DATASET RECORDS |

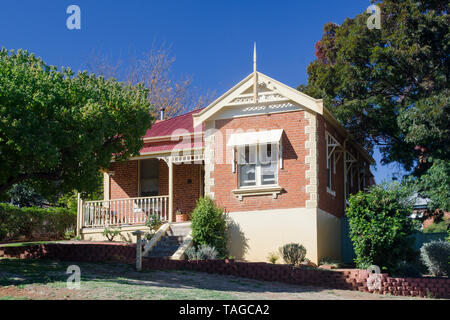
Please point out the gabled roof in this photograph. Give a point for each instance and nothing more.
(307, 102)
(314, 105)
(167, 127)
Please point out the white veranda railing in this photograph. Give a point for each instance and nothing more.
(121, 212)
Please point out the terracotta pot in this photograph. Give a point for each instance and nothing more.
(182, 217)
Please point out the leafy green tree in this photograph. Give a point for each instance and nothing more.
(58, 129)
(389, 87)
(380, 226)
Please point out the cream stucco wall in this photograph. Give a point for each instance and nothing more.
(253, 235)
(329, 235)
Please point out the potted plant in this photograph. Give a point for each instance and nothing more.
(181, 217)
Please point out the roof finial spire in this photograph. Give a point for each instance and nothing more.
(255, 76)
(254, 58)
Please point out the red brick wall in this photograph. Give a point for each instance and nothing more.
(327, 202)
(185, 195)
(291, 177)
(124, 182)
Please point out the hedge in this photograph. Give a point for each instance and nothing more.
(33, 224)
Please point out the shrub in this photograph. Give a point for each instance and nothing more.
(273, 257)
(209, 226)
(380, 227)
(203, 252)
(436, 256)
(34, 224)
(293, 253)
(111, 233)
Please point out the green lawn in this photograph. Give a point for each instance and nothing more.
(46, 280)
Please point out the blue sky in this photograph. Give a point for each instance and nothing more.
(211, 40)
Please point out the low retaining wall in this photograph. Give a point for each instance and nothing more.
(347, 279)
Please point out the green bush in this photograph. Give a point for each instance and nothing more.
(380, 227)
(293, 253)
(111, 233)
(436, 256)
(209, 226)
(33, 224)
(203, 252)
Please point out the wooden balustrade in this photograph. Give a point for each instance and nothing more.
(123, 212)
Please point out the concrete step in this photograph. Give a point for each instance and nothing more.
(170, 243)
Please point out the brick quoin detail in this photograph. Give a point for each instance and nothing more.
(291, 178)
(124, 182)
(347, 279)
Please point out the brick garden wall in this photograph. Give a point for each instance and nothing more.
(347, 279)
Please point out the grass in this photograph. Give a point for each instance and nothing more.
(47, 280)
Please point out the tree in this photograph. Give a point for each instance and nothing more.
(58, 129)
(380, 227)
(389, 87)
(153, 69)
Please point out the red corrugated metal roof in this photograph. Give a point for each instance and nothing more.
(162, 146)
(167, 127)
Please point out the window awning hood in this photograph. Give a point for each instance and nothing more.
(255, 137)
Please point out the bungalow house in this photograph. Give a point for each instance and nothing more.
(276, 160)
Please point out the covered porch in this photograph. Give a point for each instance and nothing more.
(156, 184)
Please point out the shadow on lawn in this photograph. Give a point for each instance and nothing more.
(27, 272)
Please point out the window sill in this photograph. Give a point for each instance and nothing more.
(257, 191)
(333, 193)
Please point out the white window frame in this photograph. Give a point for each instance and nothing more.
(258, 168)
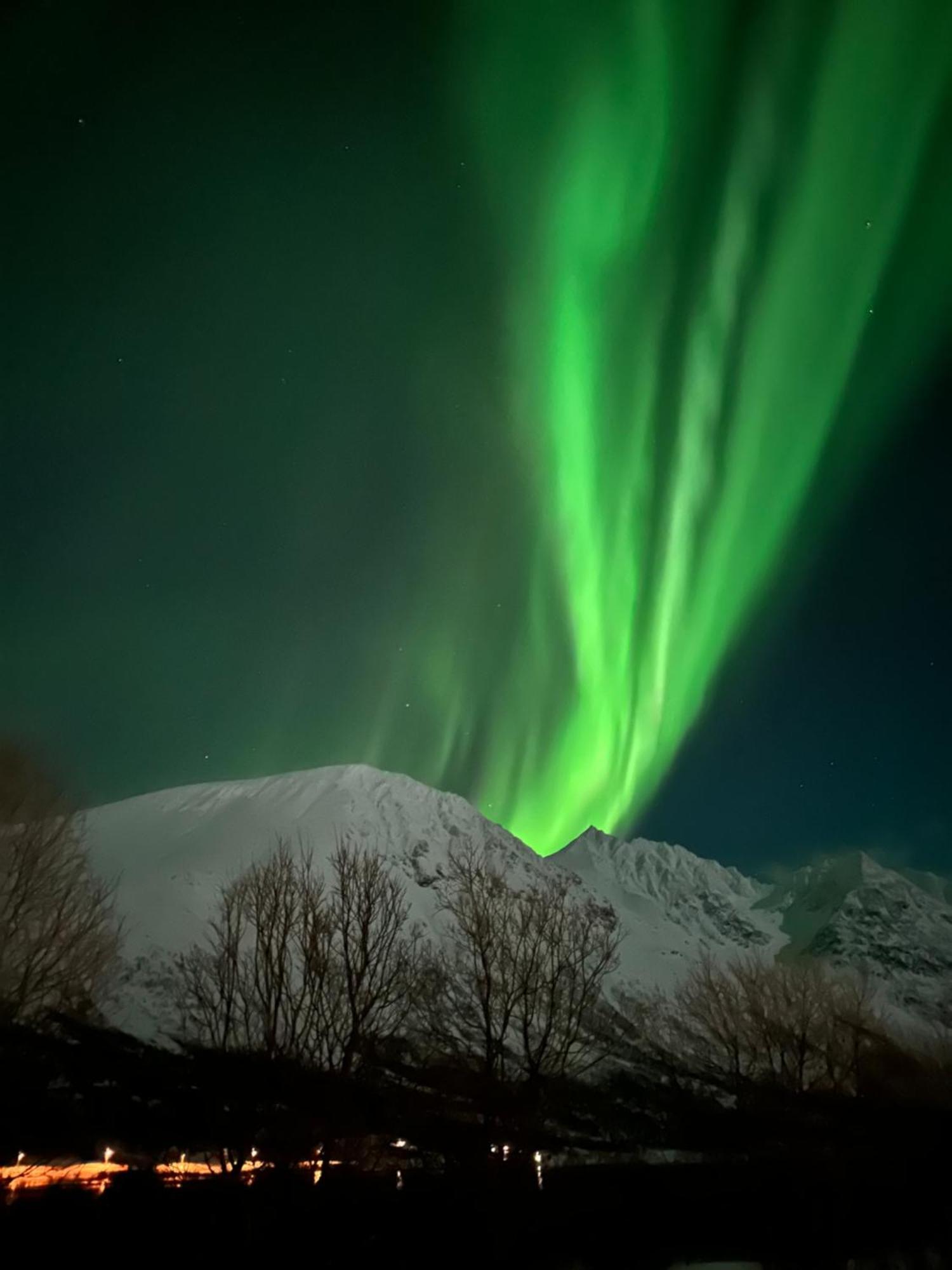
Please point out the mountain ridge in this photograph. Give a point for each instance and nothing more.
(172, 852)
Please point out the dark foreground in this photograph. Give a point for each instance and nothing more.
(805, 1217)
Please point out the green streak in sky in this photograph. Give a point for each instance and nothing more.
(720, 239)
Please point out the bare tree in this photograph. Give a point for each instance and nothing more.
(291, 971)
(525, 971)
(59, 930)
(568, 948)
(797, 1026)
(474, 985)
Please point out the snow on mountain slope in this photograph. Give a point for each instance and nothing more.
(673, 905)
(894, 924)
(172, 850)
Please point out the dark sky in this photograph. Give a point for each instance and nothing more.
(252, 378)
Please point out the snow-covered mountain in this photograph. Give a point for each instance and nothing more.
(172, 850)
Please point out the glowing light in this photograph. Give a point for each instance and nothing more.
(694, 234)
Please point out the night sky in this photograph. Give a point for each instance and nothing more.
(550, 402)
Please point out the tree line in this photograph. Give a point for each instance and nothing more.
(329, 975)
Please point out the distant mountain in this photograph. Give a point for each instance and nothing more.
(172, 852)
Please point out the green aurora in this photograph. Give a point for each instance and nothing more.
(717, 293)
(473, 391)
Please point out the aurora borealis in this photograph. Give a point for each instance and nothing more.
(453, 399)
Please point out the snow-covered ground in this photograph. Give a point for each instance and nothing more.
(172, 850)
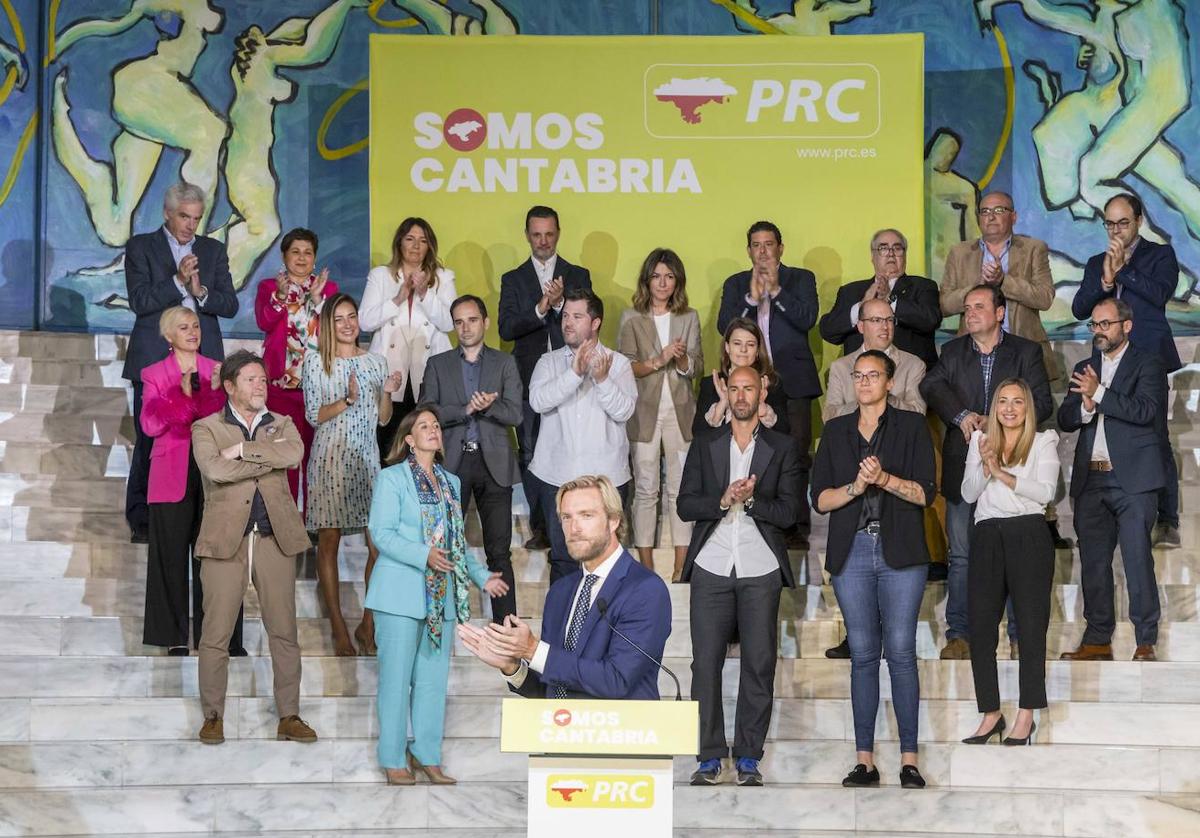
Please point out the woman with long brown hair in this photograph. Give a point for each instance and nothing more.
(347, 394)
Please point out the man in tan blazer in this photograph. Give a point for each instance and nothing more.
(1019, 264)
(251, 532)
(876, 323)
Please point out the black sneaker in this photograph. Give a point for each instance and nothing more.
(861, 776)
(708, 773)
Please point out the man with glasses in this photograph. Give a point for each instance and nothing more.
(912, 299)
(1117, 402)
(1144, 275)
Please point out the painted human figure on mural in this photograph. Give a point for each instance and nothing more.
(249, 168)
(156, 106)
(1137, 83)
(811, 17)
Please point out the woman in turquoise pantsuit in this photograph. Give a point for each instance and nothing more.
(418, 593)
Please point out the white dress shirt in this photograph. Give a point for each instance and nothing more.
(737, 544)
(582, 423)
(1108, 370)
(1036, 480)
(538, 662)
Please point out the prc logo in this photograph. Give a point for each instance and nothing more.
(689, 94)
(465, 130)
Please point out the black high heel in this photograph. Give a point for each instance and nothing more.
(982, 738)
(1024, 740)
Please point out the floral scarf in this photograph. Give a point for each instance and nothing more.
(304, 318)
(442, 526)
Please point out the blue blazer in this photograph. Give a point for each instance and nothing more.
(1147, 282)
(603, 665)
(397, 582)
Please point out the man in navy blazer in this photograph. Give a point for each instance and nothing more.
(1117, 402)
(167, 268)
(579, 654)
(1144, 275)
(529, 317)
(784, 303)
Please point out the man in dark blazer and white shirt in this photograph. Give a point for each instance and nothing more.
(742, 489)
(1117, 402)
(166, 268)
(959, 389)
(1144, 275)
(478, 393)
(531, 306)
(784, 303)
(913, 301)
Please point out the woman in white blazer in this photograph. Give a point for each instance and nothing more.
(407, 305)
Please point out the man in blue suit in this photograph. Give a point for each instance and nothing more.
(1144, 275)
(579, 654)
(1117, 402)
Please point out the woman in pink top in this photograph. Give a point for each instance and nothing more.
(181, 388)
(287, 307)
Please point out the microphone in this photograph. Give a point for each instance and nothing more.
(603, 605)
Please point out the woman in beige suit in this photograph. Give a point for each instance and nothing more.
(660, 335)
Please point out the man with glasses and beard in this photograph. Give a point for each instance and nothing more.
(1117, 402)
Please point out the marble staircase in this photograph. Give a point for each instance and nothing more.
(97, 731)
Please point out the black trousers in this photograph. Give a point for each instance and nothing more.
(527, 440)
(173, 530)
(137, 512)
(799, 417)
(1011, 558)
(1104, 516)
(723, 608)
(495, 504)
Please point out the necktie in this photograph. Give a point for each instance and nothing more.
(575, 628)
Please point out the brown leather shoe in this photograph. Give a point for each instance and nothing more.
(213, 732)
(294, 729)
(1087, 652)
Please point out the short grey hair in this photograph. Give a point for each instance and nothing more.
(183, 193)
(888, 229)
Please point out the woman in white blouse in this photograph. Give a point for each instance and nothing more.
(1011, 476)
(407, 305)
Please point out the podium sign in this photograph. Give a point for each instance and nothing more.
(598, 766)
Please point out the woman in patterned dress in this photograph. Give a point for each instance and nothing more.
(287, 307)
(347, 394)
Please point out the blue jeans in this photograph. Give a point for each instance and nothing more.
(959, 526)
(880, 605)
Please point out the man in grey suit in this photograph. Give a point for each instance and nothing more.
(479, 395)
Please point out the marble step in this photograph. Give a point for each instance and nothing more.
(1110, 723)
(96, 636)
(55, 676)
(498, 806)
(119, 598)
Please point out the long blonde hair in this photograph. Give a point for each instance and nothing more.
(996, 431)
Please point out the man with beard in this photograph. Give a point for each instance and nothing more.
(1117, 402)
(580, 653)
(742, 489)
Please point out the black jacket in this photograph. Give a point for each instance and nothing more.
(517, 321)
(955, 384)
(905, 450)
(777, 495)
(918, 315)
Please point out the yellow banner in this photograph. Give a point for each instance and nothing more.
(649, 142)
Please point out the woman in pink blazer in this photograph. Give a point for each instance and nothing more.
(287, 307)
(181, 388)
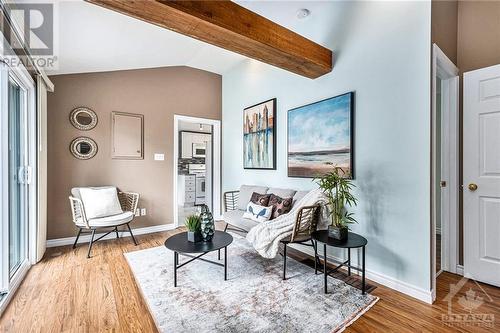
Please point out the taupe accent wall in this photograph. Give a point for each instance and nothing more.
(158, 94)
(473, 28)
(444, 27)
(478, 46)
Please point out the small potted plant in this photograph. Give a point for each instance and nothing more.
(337, 187)
(193, 224)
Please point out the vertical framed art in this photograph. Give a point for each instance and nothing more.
(259, 136)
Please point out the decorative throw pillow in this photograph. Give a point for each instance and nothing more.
(100, 202)
(258, 213)
(280, 205)
(260, 199)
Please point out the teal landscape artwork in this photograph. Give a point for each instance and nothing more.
(320, 137)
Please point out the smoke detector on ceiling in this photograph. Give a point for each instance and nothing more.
(303, 13)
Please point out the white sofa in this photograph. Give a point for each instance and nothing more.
(235, 203)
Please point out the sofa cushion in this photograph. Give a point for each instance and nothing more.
(246, 192)
(299, 195)
(258, 213)
(280, 205)
(100, 202)
(235, 218)
(260, 199)
(282, 192)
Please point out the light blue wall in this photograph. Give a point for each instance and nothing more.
(382, 52)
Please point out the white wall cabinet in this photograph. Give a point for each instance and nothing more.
(186, 192)
(187, 140)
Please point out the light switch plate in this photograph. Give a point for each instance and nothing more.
(159, 157)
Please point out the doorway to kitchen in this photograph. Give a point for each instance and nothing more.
(196, 166)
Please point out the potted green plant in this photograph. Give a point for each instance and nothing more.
(193, 224)
(337, 187)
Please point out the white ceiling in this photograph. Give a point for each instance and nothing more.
(94, 39)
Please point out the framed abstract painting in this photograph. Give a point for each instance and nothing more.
(321, 136)
(259, 136)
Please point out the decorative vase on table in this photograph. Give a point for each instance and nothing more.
(207, 224)
(338, 233)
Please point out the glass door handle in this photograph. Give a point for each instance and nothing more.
(24, 175)
(27, 174)
(20, 175)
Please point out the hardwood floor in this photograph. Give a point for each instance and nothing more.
(66, 292)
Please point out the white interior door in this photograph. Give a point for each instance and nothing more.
(482, 175)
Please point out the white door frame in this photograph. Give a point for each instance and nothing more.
(443, 68)
(216, 139)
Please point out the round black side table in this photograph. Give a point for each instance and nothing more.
(353, 241)
(180, 245)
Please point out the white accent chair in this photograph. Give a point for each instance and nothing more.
(127, 201)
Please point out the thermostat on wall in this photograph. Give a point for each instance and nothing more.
(159, 157)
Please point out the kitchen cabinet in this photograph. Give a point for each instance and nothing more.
(188, 138)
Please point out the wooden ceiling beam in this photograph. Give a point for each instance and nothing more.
(234, 28)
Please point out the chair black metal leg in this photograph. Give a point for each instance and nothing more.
(225, 263)
(176, 262)
(324, 268)
(131, 234)
(284, 261)
(349, 261)
(77, 236)
(363, 283)
(91, 242)
(315, 257)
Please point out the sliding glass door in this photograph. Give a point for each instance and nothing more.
(18, 172)
(18, 189)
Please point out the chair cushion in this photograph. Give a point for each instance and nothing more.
(258, 213)
(75, 191)
(246, 192)
(100, 202)
(113, 220)
(260, 199)
(282, 192)
(235, 218)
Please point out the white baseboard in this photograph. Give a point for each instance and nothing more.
(86, 238)
(405, 288)
(387, 281)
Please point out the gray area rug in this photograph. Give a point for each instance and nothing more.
(253, 299)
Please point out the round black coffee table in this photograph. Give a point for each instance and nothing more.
(353, 241)
(180, 245)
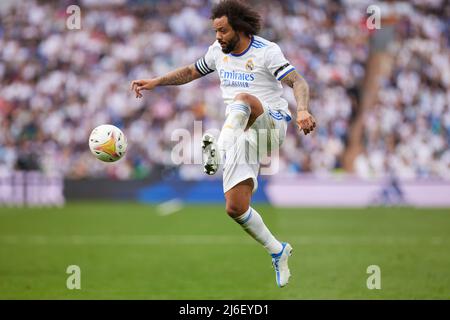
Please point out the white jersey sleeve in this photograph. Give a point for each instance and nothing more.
(276, 63)
(206, 64)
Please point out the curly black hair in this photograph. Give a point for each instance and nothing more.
(241, 16)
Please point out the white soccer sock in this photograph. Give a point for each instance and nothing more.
(234, 126)
(253, 224)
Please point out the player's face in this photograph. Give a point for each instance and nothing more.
(227, 37)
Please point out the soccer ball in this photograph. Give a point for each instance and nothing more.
(107, 143)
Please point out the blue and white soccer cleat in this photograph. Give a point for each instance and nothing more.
(280, 264)
(210, 154)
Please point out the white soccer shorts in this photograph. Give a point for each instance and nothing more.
(265, 136)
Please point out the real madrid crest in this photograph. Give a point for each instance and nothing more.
(250, 65)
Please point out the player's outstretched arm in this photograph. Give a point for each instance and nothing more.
(174, 78)
(305, 120)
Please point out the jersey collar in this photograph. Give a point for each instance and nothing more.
(245, 51)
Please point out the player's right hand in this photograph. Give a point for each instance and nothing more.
(145, 84)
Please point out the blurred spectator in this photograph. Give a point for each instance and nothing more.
(58, 84)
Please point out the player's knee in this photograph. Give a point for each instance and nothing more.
(245, 97)
(234, 209)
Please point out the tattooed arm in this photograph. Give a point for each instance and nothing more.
(305, 120)
(174, 78)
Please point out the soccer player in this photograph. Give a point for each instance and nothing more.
(251, 71)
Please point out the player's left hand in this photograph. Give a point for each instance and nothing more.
(305, 121)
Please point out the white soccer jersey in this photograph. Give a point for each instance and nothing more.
(258, 71)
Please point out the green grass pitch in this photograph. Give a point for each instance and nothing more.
(129, 251)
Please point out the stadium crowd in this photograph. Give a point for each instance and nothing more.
(58, 84)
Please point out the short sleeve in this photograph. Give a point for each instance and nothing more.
(277, 64)
(206, 64)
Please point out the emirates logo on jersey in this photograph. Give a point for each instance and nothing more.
(250, 65)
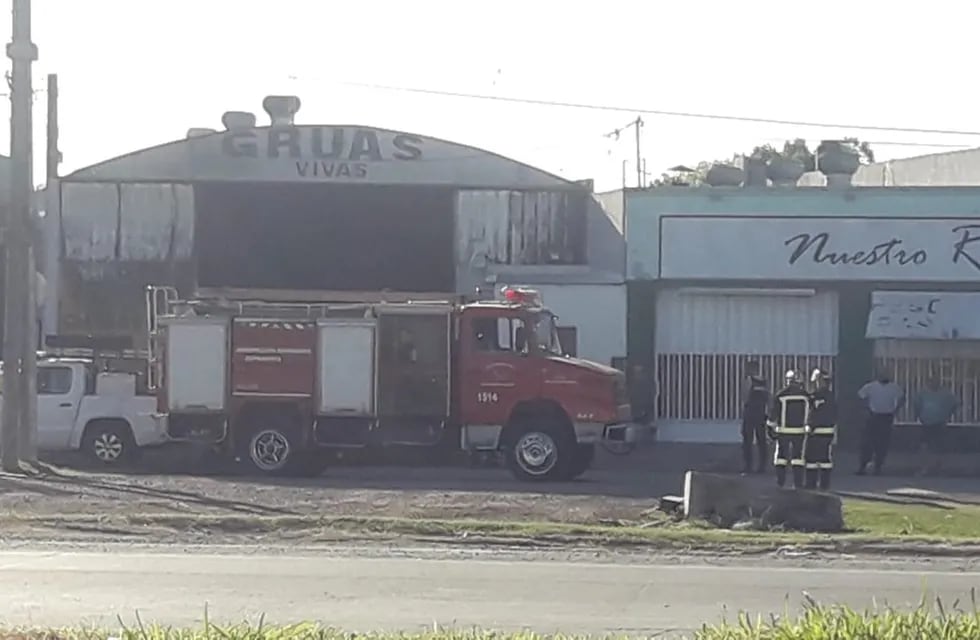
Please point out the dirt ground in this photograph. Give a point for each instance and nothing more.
(617, 489)
(403, 492)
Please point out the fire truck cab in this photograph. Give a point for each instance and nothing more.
(279, 384)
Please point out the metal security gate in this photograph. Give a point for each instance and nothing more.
(705, 337)
(956, 363)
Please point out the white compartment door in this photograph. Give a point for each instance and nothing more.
(197, 364)
(345, 357)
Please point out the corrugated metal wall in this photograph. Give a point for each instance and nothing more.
(955, 362)
(106, 222)
(704, 340)
(521, 228)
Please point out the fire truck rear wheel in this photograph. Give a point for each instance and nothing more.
(541, 453)
(272, 450)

EXERCISE GOAL | Up to and including the last line of the listing, starting at the line with "Please point out the white soccer jersey", extract every line exactly and leave out the pictures.

ANSWER TO THIS EXERCISE |
Please point out the white soccer jersey in this photograph. Give a point for each instance and nothing more.
(258, 71)
Please point out the green grass pitch in this photograph. Give a point for each instance and nothing more.
(129, 251)
Please point out the stadium crowd in this photograph. Give a point for each instance and nothing more.
(58, 84)
Please point out the short sleeve in this photograph. Give a point for each instance and nothing more.
(277, 64)
(206, 64)
Please point out the emirates logo on jersey in this photograph. Give a point for each instance and nothing more.
(250, 65)
Please point out the dirt ground in this photograph. Give a point for each instance and nothing more.
(617, 489)
(403, 492)
Please point out the fire truck cab in this photograph. Give a point for each instance and nothing more.
(279, 384)
Please point out the metal security gate in this photograph. Give a point for each instance and nothing more.
(705, 337)
(956, 363)
Please point out the white compartment door in this photograph. Give a point for each instance and nothing more.
(197, 364)
(345, 357)
Please point out the corrugated metal wall in this photograph. Give a point for each instance and nothing more.
(955, 362)
(106, 222)
(704, 340)
(521, 228)
Please point out the fire truck rear wheel in this photograph. Give a point for each instance and nothing more.
(541, 453)
(272, 450)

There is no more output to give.